* _Task statement_: Set down the line containing "Target — duck's back" and every line that follows it in the listing below, exactly as written and with nothing added.

* _Raw data_:
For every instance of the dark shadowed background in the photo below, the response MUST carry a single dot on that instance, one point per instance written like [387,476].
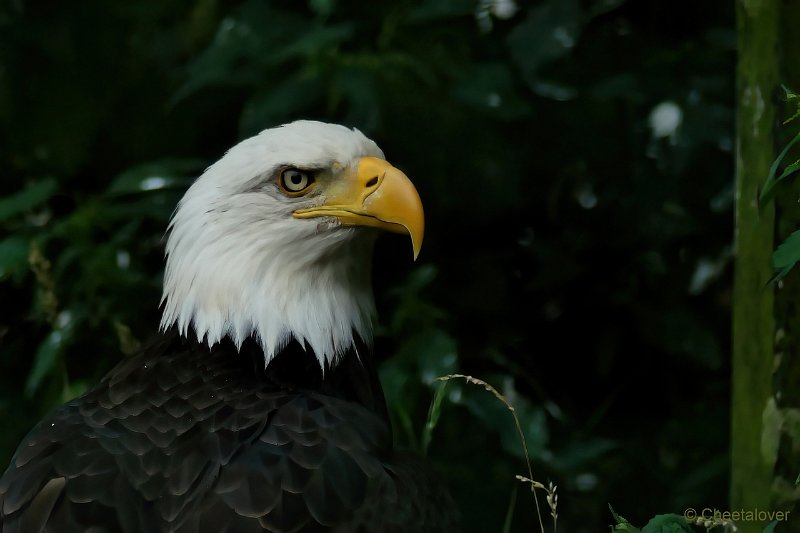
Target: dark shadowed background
[575,162]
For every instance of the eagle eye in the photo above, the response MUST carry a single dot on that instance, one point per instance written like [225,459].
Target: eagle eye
[295,182]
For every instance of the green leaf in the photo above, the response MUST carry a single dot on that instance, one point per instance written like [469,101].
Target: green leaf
[434,412]
[32,195]
[770,527]
[14,257]
[772,181]
[490,89]
[786,256]
[432,10]
[667,523]
[549,32]
[46,361]
[156,175]
[280,103]
[622,525]
[792,96]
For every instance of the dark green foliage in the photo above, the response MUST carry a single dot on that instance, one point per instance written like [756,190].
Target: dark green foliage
[576,257]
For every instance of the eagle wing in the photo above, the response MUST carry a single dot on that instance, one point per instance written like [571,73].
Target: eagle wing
[187,441]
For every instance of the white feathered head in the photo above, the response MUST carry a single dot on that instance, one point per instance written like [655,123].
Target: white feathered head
[270,241]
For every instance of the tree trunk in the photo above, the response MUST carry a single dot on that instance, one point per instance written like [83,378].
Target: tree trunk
[786,429]
[753,454]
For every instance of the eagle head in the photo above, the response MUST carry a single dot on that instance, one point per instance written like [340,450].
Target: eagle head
[274,240]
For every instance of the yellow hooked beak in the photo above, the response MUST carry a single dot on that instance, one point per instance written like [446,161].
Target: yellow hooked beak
[376,195]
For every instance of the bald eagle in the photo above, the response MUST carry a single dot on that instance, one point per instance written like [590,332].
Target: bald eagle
[258,408]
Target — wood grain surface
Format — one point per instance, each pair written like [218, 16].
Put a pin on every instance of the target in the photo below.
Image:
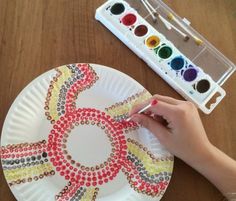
[36, 35]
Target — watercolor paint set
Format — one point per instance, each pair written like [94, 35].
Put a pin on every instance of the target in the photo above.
[171, 47]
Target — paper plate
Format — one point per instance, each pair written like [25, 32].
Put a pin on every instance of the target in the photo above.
[65, 138]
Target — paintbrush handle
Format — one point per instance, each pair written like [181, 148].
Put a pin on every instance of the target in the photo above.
[196, 39]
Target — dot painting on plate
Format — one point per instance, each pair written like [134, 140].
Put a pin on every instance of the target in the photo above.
[27, 162]
[158, 52]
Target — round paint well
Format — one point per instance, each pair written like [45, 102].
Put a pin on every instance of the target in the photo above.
[141, 30]
[129, 19]
[203, 86]
[152, 41]
[190, 74]
[177, 63]
[117, 8]
[165, 52]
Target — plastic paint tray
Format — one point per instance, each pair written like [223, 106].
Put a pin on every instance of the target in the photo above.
[197, 72]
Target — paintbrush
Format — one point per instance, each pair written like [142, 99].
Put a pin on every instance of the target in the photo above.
[196, 39]
[168, 25]
[147, 5]
[154, 102]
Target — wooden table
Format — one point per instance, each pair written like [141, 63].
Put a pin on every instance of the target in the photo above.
[38, 35]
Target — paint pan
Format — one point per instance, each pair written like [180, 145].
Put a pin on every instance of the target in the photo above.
[190, 74]
[129, 19]
[203, 86]
[177, 63]
[152, 41]
[117, 9]
[141, 30]
[164, 52]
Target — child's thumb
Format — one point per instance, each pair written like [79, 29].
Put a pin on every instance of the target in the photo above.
[155, 127]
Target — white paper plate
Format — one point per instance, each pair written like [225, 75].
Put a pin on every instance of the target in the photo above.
[65, 138]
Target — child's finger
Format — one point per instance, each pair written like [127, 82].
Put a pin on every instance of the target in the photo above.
[167, 99]
[155, 127]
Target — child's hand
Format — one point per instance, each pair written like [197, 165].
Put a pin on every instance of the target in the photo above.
[177, 125]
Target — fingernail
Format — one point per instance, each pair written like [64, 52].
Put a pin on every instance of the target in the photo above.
[134, 118]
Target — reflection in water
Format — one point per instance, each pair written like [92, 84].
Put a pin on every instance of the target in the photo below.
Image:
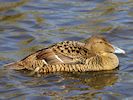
[29, 25]
[4, 6]
[96, 80]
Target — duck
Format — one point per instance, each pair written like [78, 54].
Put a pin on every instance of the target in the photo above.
[94, 54]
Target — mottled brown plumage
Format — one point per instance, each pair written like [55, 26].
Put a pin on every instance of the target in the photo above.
[95, 54]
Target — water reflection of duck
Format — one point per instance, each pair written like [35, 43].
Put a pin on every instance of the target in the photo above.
[95, 54]
[95, 80]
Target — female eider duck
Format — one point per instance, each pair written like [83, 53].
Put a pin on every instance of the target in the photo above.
[95, 54]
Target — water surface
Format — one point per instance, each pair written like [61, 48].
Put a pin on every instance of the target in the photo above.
[29, 25]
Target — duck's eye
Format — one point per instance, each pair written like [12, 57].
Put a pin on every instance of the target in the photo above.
[100, 42]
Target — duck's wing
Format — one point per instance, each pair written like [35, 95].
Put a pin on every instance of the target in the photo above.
[64, 52]
[68, 52]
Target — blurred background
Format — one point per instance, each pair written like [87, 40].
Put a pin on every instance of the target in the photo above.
[29, 25]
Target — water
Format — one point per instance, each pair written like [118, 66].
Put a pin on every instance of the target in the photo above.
[29, 25]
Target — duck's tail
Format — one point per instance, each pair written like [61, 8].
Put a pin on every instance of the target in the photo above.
[14, 65]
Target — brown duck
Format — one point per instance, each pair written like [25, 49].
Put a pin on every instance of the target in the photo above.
[95, 54]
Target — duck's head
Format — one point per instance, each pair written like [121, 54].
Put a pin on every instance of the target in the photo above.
[99, 44]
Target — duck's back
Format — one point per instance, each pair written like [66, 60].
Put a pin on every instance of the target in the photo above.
[72, 52]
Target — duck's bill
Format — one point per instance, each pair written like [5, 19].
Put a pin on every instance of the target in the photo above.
[118, 50]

* _Output of the task_:
Target — duck's back
Format — one point per instance, each pair written like [66, 60].
Put a pin on every instance of the target in the photo above.
[72, 52]
Target — duck's bill
Format — one point per instance, each pair written like [5, 19].
Put a pin on every instance of the target in the photo above.
[118, 50]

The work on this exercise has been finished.